● **TASK TO CARRY OUT**
Change each "indicate" in these lines to "mark" and write the lines out again with nothing else altered.

Dataset rows showing where objects appear:

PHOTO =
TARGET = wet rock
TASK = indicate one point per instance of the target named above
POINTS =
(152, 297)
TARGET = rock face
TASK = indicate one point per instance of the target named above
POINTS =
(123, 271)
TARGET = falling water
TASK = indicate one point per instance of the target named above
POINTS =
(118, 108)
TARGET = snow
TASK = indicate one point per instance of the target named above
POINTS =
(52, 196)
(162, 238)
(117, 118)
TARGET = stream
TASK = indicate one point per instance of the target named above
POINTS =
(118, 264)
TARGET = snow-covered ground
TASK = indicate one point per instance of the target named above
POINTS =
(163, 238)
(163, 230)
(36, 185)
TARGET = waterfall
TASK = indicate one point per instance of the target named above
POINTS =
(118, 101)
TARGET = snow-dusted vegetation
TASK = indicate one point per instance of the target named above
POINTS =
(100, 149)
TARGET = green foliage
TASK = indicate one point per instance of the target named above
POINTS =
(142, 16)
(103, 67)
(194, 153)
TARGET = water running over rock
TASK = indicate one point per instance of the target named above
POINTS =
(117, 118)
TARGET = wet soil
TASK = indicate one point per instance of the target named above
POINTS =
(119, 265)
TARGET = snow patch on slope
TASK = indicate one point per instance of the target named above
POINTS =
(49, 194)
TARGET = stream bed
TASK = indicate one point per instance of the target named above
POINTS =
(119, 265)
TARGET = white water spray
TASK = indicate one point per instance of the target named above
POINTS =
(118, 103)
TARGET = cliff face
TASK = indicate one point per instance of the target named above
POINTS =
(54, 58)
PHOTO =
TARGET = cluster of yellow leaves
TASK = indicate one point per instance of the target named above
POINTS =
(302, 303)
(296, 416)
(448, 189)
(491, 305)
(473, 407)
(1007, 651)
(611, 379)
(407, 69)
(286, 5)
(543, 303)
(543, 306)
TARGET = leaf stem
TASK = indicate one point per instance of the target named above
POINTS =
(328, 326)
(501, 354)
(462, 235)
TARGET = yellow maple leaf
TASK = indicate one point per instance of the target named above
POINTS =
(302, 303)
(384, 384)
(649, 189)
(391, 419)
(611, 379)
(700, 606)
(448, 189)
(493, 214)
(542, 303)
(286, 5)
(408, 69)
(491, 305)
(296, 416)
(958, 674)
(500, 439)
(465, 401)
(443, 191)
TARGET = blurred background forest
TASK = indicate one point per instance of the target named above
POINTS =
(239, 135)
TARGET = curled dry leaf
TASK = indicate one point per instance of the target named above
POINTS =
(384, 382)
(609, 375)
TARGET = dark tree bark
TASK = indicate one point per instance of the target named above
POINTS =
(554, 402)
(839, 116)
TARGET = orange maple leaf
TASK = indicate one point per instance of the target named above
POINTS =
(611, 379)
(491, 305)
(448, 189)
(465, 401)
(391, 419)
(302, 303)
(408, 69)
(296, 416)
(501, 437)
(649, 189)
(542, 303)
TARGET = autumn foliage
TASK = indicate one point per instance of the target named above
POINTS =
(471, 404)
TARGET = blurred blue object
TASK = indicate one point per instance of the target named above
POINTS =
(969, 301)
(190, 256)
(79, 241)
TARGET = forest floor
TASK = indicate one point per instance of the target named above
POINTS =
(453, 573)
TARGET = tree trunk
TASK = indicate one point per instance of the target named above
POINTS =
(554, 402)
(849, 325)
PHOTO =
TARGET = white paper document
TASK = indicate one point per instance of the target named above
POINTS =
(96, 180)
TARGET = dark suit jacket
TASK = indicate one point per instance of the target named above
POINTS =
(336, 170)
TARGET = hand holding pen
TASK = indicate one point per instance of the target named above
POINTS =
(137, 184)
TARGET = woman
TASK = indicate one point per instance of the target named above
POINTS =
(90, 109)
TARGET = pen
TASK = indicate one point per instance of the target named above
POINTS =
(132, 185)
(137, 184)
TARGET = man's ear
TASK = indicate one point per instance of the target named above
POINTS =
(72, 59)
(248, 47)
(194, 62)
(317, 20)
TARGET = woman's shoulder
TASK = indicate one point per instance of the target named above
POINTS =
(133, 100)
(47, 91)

● **TASK ANSWER**
PHOTO =
TARGET = wet rock
TASK = mark one point per instance of the target named above
POINTS =
(152, 297)
TARGET = rock face
TASK = mark one point per instance of the target named above
POINTS =
(123, 271)
TARGET = falling water
TASK = mark one point per instance of the target named above
POINTS =
(118, 108)
TARGET = snow
TASK = mark one point per instance of the target named above
POINTS =
(52, 196)
(162, 238)
(117, 118)
TARGET = stream
TASK = mark one point per instance of the target named above
POINTS =
(118, 264)
TARGET = snow-covered ground
TASK = mark one point per instance of the target named above
POINTS =
(163, 238)
(163, 230)
(36, 185)
TARGET = waterfall
TASK = mark one point per instance of the target named above
POINTS =
(118, 101)
TARGET = snow-dusted vegetation
TASK = mark one point per instance of the target named above
POINTS =
(100, 149)
TARGET = green foliage
TASK = mark one point per instance of the target named above
POINTS =
(142, 16)
(103, 67)
(194, 153)
TARGET = water running over rock
TASK = mark one point per instance of the target named above
POINTS =
(117, 118)
TARGET = wet soil
TASK = mark one point per instance of the target named above
POINTS =
(119, 265)
TARGET = snow patch on slope
TASK = mark one point per instance of the target named above
POINTS =
(49, 194)
TARGET = stream bed
TASK = mark one point per instance of the target named above
POINTS =
(119, 265)
TARGET = white water spray
TASK = mark one point per instance of the target named above
POINTS =
(118, 103)
TARGET = cliff face
TASK = mark one point per instance of the target named above
POINTS =
(54, 58)
PHOTO =
TARGET = cluster of yellow leaves
TASK = mark one point per instance of the target named above
POINTS =
(302, 303)
(296, 416)
(448, 189)
(491, 305)
(473, 407)
(1007, 651)
(611, 379)
(407, 69)
(286, 5)
(543, 303)
(543, 306)
TARGET = leaf stem
TASK = mark one point per instance of the target named above
POINTS =
(328, 326)
(501, 354)
(462, 235)
TARGET = yellow maple leaf
TASK = mark one point per instance of the target named above
POINTS =
(302, 303)
(384, 384)
(649, 189)
(391, 419)
(611, 379)
(700, 606)
(448, 189)
(493, 214)
(542, 303)
(286, 5)
(408, 69)
(491, 305)
(296, 416)
(958, 674)
(500, 439)
(465, 401)
(443, 191)
TARGET = blurred background forest
TASK = mark one point per instance of the target named above
POINTS =
(239, 135)
TARGET = curled dry leaf
TASK = mark one point per instance of the target named above
POINTS =
(384, 382)
(609, 375)
TARGET = dark tree bark
TASK = mark one point per instance of the target named above
POINTS =
(554, 402)
(839, 116)
TARGET = orange maple leaf
TASK = mark one point per instance of the target named above
POINTS =
(611, 379)
(491, 305)
(448, 189)
(465, 401)
(391, 419)
(302, 303)
(408, 69)
(296, 416)
(501, 437)
(649, 189)
(542, 303)
TARGET = autumn foliage
TASK = mark one point per instance of the target named above
POINTS =
(471, 404)
TARGET = blurred blue object
TASK = mark one point per instance of the target named above
POINTS =
(969, 301)
(190, 256)
(79, 241)
TARGET = forest floor
TASK = mark one point per instance of the target named above
POINTS =
(453, 573)
TARGET = tree trunk
TASK = mark one point per instance of the target named above
POINTS =
(554, 402)
(849, 325)
PHOTO =
TARGET = white paper document
TASK = mark one point per instance of the target named above
POINTS =
(96, 180)
TARGET = dark suit jacket
TASK = mark one point per instance of the target named above
POINTS =
(336, 170)
TARGET = hand holding pen
TASK = mark one point per instance of the target named above
POINTS =
(137, 184)
TARGET = woman
TASK = mark one point per instance of the target named above
POINTS =
(90, 109)
TARGET = pen
TASK = mark one point per instance of the target named above
POINTS =
(132, 185)
(137, 184)
TARGET = man's ear
TASK = mark one point per instance of the target named above
POINTS =
(72, 59)
(248, 47)
(194, 62)
(317, 20)
TARGET = woman's shoulder
TASK = mark one point per instance of the target named above
POINTS =
(133, 100)
(47, 91)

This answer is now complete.